**What the exercise asks:** Exactly the lines from the one containing "[locate] gradient sky" through the end of the entries, both ends included, are to be output.
--- START ---
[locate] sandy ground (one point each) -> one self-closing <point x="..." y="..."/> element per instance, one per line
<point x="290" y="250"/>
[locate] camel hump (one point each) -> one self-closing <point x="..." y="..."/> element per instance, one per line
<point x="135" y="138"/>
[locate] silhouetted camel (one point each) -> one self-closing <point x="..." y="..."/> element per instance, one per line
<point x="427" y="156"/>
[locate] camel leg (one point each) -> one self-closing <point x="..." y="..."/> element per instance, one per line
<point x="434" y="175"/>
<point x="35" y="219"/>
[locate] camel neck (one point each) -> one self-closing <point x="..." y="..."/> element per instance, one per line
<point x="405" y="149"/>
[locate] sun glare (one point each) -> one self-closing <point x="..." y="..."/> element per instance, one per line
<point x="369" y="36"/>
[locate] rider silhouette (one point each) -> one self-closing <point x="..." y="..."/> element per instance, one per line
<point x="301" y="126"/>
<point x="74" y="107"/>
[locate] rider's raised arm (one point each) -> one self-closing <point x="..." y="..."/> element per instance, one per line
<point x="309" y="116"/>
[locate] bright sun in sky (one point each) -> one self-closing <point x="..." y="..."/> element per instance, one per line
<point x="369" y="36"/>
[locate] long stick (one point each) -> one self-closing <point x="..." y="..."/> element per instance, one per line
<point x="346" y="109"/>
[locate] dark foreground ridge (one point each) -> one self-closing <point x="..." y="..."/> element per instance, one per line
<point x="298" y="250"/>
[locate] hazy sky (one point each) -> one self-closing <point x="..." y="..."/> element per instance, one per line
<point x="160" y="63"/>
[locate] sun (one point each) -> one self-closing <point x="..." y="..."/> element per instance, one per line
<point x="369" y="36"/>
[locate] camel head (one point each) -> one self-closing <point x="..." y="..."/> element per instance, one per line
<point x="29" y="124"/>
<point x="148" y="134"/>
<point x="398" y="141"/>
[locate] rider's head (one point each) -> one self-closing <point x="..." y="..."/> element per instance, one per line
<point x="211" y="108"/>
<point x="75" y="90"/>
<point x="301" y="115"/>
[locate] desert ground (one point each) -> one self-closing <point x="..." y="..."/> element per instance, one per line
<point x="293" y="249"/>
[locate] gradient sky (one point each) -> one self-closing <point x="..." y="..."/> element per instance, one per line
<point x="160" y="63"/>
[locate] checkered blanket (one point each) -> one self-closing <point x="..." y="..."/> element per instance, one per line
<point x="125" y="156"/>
--- END ---
**Answer for this exercise:**
[locate] gradient sky (one point each) -> one self-closing <point x="..." y="..."/> element per instance, one per line
<point x="160" y="63"/>
[locate] checkered blanket (one point each) -> one self-closing <point x="..." y="..."/> element per instance, one per line
<point x="125" y="156"/>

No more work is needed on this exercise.